Likewise, Macdonald feels herself tethered to Mabel by the invisible line of her own need to feel tied to the wildness of nature and her desperate longing to tame her grief. Furthermore, she admits a lifelong fascination with the idea of tethering beloved things in place, which may arise from a powerful feeling of loss she bears in her body as the only surviving member of a set of twins. When she begins to fly Mabel free, Macdonald describes the emotional and attentional lines linking her, Mabel, and Mabel’s quarry as exerting a physical force, thus illustrating the degree to which she feels a need to tie things together to prevent loss and grief.
Tethers Quotes in H is for Hawk
As a child I learned to love falconry’s disconcertingly complex vocabulary. In my old books every part of a hawk was named: wings were sails, claws pounces, tail a train. Male hawks are a third smaller than the female so they are called tiercels, from the Latin tertius, for third. Young birds are eyasses, older birds passagers, adult-trapped birds haggards. Half-trained hawks fly on a long line called a creance. Hawks don’t wipe their beaks, they feak. When they defecate they mute. [...] On and on it goes in a dizzying panoply of terms of precision. The terms were precise for a reason. Knowing your falconry terminology attested to your place in society. […] But the words weren’t about social fear when I was small. They were magic words, arcane and lost. I wanted to master this world that no one knew, to be an expert in its perfect, secret language.

= = = = = = =

To do
**a)** Reproduce everything in the H is for Hawk passage from "Likewise, Macdonald feels" down to "loss and grief.".
**b)** In the H is for Hawk passage, what is the long line that half-trained hawks fly on called?
**c)** Carry on the H is for Hawk passage, starting after its final sentence.

Recorded data
= = = = = = =

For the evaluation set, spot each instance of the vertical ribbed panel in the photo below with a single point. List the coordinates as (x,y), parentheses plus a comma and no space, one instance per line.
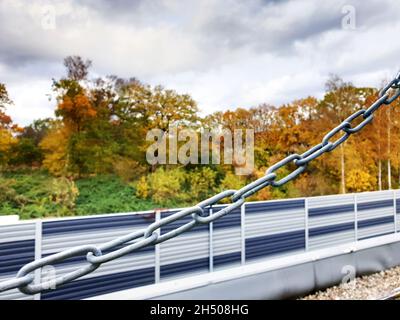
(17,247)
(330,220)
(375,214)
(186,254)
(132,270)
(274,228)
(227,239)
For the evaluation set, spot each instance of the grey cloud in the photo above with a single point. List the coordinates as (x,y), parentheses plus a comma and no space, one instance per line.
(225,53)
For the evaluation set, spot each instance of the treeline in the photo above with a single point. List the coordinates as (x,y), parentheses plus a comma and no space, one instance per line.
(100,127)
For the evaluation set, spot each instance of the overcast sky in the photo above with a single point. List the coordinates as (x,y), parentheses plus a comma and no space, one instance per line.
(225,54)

= = = = = = =

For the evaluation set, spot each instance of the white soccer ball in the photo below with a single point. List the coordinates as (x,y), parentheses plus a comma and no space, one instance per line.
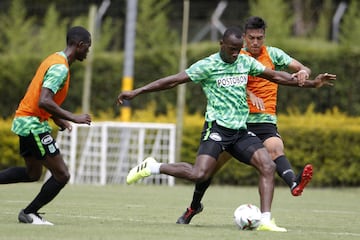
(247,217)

= = = = = = =

Answers
**a)**
Likewise, Macdonald feels herself tethered to Mabel by the invisible line of her own need to feel tied to the wildness of nature and her desperate longing to tame her grief. Furthermore, she admits a lifelong fascination with the idea of tethering beloved things in place, which may arise from a powerful feeling of loss she bears in her body as the only surviving member of a set of twins. When she begins to fly Mabel free, Macdonald describes the emotional and attentional lines linking her, Mabel, and Mabel’s quarry as exerting a physical force, thus illustrating the degree to which she feels a need to tie things together to prevent loss and grief.

**b)** A creance.

**c)**
It’s a sad picture. It reminds me of a paper by the psychoanalyst D. W. Winnicott, the one about a child obsessed with string; a boy who tied together chairs and tables, tied cushions to the fireplace, even, worryingly, tied string around his sister’s neck. Winnicott saw this behaviour as a way of dealing with fears of abandonment by the boy’s mother, who’d suffered bouts of depression. For the boy, the string was a kind of wordless communication, a symbolic means of joining. It was a denial of separation. Holding tight. Perhaps those jesses might have been unspoken attempts to hold onto something that had already flown away. […] I had a twin brother. He didn’t [survive …] When I found out about my twin many years later, the news was surprising. But not so surprising. I’d always felt a part of me was missing […]
As I sit there happily feeding tidbits to the hawk, her name drops into my head. Mabel. From amabilis, meaning loveable, or dear. An old, slightly silly name, an unfashionable name. […But there is] a superstition among falconer’s that a hawk’s ability is inversely proportional to the ferocity of its name. […] ‘Mabel.’ I say the word out loud and watch her watching me say it. My mouth shapes the word. ‘Mabel.’ And as I say it, it strikes me that all those people outside the window who shop and walk and cycle and go home and eat and love and sleep and dream—all of them have names. And so do I. ‘Helen,’ I say. How strange it sounds. How very strange.
I stood there, raised my arm, and whistled the whistle that meant, Please come. This is where you want to be. Fly to me. Ignore the towering clouds, the wind that pushes the trees behind you. Fix yourself on me and fly between where you are and where I am. […] I’d see her drop from the perch, speed towards me, and my heart would be in my mouth. […] I feared the veering off, the sudden fright, the hawk flying away. But the beating wings brought her straight to me, and the thump of her gripping talons on the glove was a miracle. […] There was nothing that was such a salve to my grieving heart as the hawk returning. But it was hard, now, to distinguish between my heart and the hawk at all. When she sat twenty yards [away it was] as if someone had taken my heart and moved it that little distance.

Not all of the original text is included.